• **TASK OBJECTIVE**
Pictures do not belong in the copy; transcribe everything else in the records exactly.

• **RECORDS FOR THE EXERCISE**
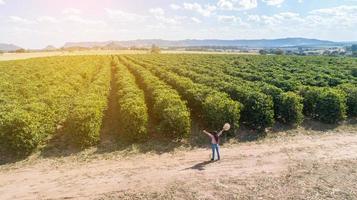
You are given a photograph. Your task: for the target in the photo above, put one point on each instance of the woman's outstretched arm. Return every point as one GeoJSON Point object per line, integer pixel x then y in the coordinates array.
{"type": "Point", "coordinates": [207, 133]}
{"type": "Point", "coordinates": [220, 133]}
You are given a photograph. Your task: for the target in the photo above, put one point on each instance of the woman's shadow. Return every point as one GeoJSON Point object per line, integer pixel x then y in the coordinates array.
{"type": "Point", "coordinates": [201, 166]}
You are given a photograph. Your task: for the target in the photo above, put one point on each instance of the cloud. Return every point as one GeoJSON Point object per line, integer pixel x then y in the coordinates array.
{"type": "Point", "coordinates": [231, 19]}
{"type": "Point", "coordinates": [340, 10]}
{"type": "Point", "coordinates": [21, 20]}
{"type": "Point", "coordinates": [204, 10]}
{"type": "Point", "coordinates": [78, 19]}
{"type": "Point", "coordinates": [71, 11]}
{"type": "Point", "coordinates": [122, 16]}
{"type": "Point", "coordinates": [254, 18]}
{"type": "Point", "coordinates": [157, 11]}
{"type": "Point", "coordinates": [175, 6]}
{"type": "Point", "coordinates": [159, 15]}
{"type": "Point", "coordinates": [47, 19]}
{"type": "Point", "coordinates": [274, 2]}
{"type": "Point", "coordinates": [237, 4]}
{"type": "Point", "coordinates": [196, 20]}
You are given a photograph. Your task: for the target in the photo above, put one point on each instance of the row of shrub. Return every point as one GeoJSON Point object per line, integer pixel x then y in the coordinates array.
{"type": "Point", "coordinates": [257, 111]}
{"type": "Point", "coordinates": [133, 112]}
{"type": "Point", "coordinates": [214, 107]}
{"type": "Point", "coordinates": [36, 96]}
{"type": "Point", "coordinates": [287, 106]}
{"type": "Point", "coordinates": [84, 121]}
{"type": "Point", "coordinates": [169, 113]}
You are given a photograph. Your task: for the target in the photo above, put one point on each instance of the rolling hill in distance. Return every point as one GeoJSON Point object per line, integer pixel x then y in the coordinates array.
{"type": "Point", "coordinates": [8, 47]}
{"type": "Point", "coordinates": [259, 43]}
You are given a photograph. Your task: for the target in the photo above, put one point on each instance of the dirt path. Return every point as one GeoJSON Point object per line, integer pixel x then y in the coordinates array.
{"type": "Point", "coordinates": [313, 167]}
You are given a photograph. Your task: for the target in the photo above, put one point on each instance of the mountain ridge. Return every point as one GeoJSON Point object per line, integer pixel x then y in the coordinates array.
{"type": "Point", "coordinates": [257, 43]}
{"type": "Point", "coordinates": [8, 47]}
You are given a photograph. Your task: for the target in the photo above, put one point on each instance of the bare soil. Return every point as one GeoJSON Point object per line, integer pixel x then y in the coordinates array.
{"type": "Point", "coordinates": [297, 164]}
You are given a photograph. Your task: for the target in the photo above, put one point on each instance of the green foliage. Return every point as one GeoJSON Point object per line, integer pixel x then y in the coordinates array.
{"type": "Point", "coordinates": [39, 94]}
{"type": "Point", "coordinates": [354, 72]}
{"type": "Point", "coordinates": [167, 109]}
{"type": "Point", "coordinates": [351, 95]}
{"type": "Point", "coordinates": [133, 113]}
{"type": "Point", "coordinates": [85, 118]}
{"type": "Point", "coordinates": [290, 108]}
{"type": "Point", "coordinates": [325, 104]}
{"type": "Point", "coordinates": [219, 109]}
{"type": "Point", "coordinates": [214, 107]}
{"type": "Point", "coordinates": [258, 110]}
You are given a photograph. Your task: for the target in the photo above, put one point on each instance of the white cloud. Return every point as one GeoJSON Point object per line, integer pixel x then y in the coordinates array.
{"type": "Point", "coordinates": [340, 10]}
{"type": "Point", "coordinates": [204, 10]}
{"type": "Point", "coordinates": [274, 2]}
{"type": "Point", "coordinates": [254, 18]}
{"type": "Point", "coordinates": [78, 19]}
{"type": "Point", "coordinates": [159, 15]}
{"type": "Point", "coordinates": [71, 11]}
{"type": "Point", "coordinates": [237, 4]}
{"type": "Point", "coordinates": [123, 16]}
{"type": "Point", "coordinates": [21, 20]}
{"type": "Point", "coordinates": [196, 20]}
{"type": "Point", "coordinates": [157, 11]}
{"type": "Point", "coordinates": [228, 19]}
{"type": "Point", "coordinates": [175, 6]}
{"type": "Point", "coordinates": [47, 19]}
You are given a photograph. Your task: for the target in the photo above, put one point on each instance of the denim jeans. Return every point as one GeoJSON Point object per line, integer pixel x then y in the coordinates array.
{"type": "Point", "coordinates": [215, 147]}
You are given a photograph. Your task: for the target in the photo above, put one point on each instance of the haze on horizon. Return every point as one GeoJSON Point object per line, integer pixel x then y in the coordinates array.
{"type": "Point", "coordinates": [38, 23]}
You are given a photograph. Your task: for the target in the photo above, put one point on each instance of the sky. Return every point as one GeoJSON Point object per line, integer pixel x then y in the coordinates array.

• **RESPONSE BOX**
You are given a photograph. Your task: for the target in the photo above, put one point on each instance of the woman's outstretched arm. Return every point as one GeoJSON Point object per line, integer pixel x then y in the coordinates array.
{"type": "Point", "coordinates": [207, 133]}
{"type": "Point", "coordinates": [220, 133]}
You are given a photograph. Your task: for the target in the photo above, put one point on each instance of the woman's shadow. Return every point as one GeoJSON Point object per line, integer pixel x then y in the coordinates array.
{"type": "Point", "coordinates": [201, 166]}
You are given a photograph. Your task: for the target in the photo above, put one point on each instance of the cloud. Return every point as one GeoJSON Point object per line, integer pixel x then y in the coordinates array.
{"type": "Point", "coordinates": [231, 19]}
{"type": "Point", "coordinates": [340, 10]}
{"type": "Point", "coordinates": [21, 20]}
{"type": "Point", "coordinates": [204, 10]}
{"type": "Point", "coordinates": [78, 19]}
{"type": "Point", "coordinates": [71, 11]}
{"type": "Point", "coordinates": [122, 16]}
{"type": "Point", "coordinates": [254, 18]}
{"type": "Point", "coordinates": [157, 11]}
{"type": "Point", "coordinates": [175, 6]}
{"type": "Point", "coordinates": [159, 15]}
{"type": "Point", "coordinates": [47, 19]}
{"type": "Point", "coordinates": [274, 2]}
{"type": "Point", "coordinates": [237, 4]}
{"type": "Point", "coordinates": [196, 20]}
You are given a photograph. Your task: for the target in the photo above, put one point on each instance of the row of shrub. Return every point as one GeoJSON Point object per line, integer pixel x then y in the coordinates array.
{"type": "Point", "coordinates": [257, 111]}
{"type": "Point", "coordinates": [133, 112]}
{"type": "Point", "coordinates": [214, 107]}
{"type": "Point", "coordinates": [36, 96]}
{"type": "Point", "coordinates": [287, 106]}
{"type": "Point", "coordinates": [84, 121]}
{"type": "Point", "coordinates": [169, 113]}
You are given a photograph. Your task: for the target in the photo above, put one point on each instance of the rolling hill in distance. Return every point as one GeoJSON Point object per line, integer pixel x then y in the coordinates array.
{"type": "Point", "coordinates": [8, 47]}
{"type": "Point", "coordinates": [259, 43]}
You are given a photograph. Your task: for the target in the photo above, put one point on each instance of the dirt path. Return every point as one GeoJSON Point object per line, integer pixel x then y in the coordinates array.
{"type": "Point", "coordinates": [313, 167]}
You are given a photograph. Your task: for the target in the photo above, put one point on each instance of the mountain ridge. Return every point as one GeoJSON Point object per line, integer pixel x then y in the coordinates array.
{"type": "Point", "coordinates": [257, 43]}
{"type": "Point", "coordinates": [8, 47]}
You are given a photograph. Your task: for the target in the photo above, put one point on each instance of the bare soil. Return every point as one GeoJSON Point object per line, integer pixel x then y in the coordinates array.
{"type": "Point", "coordinates": [297, 164]}
You are given a photograph. Your task: for the target in the photo above, put one point on each instance of the green foliage. Return every point as one GeoJSON Point object per line, integer pixel x then y in the coordinates array.
{"type": "Point", "coordinates": [39, 94]}
{"type": "Point", "coordinates": [354, 72]}
{"type": "Point", "coordinates": [167, 109]}
{"type": "Point", "coordinates": [351, 95]}
{"type": "Point", "coordinates": [133, 113]}
{"type": "Point", "coordinates": [85, 118]}
{"type": "Point", "coordinates": [290, 108]}
{"type": "Point", "coordinates": [325, 104]}
{"type": "Point", "coordinates": [219, 109]}
{"type": "Point", "coordinates": [214, 107]}
{"type": "Point", "coordinates": [258, 110]}
You are given a photograph. Your task: for the target in the photo above, put one point on each instance of the white cloud. Return every point as one GeoJSON Point object per line, integer pixel x then y in the coordinates array.
{"type": "Point", "coordinates": [340, 10]}
{"type": "Point", "coordinates": [204, 10]}
{"type": "Point", "coordinates": [274, 2]}
{"type": "Point", "coordinates": [254, 18]}
{"type": "Point", "coordinates": [78, 19]}
{"type": "Point", "coordinates": [159, 15]}
{"type": "Point", "coordinates": [71, 11]}
{"type": "Point", "coordinates": [237, 4]}
{"type": "Point", "coordinates": [123, 16]}
{"type": "Point", "coordinates": [21, 20]}
{"type": "Point", "coordinates": [196, 20]}
{"type": "Point", "coordinates": [157, 11]}
{"type": "Point", "coordinates": [228, 19]}
{"type": "Point", "coordinates": [175, 6]}
{"type": "Point", "coordinates": [47, 19]}
You are given a photograph. Your task: for the target in the photo above, put one point on each instance of the denim jeans. Return every point as one GeoJSON Point object per line, integer pixel x then y in the coordinates array.
{"type": "Point", "coordinates": [215, 147]}
You are given a photograph. Your task: for the target in the photo above, put one point on each instance of the haze on horizon. Return every point as one GeoJSON Point object per line, integer pixel x then y in the coordinates array.
{"type": "Point", "coordinates": [38, 23]}
You are given a photograph. Your task: for the target in the photo above, put one point on each instance of the sky. Return every point as one GeoJSON Point object per line, integer pixel x then y in the coordinates array.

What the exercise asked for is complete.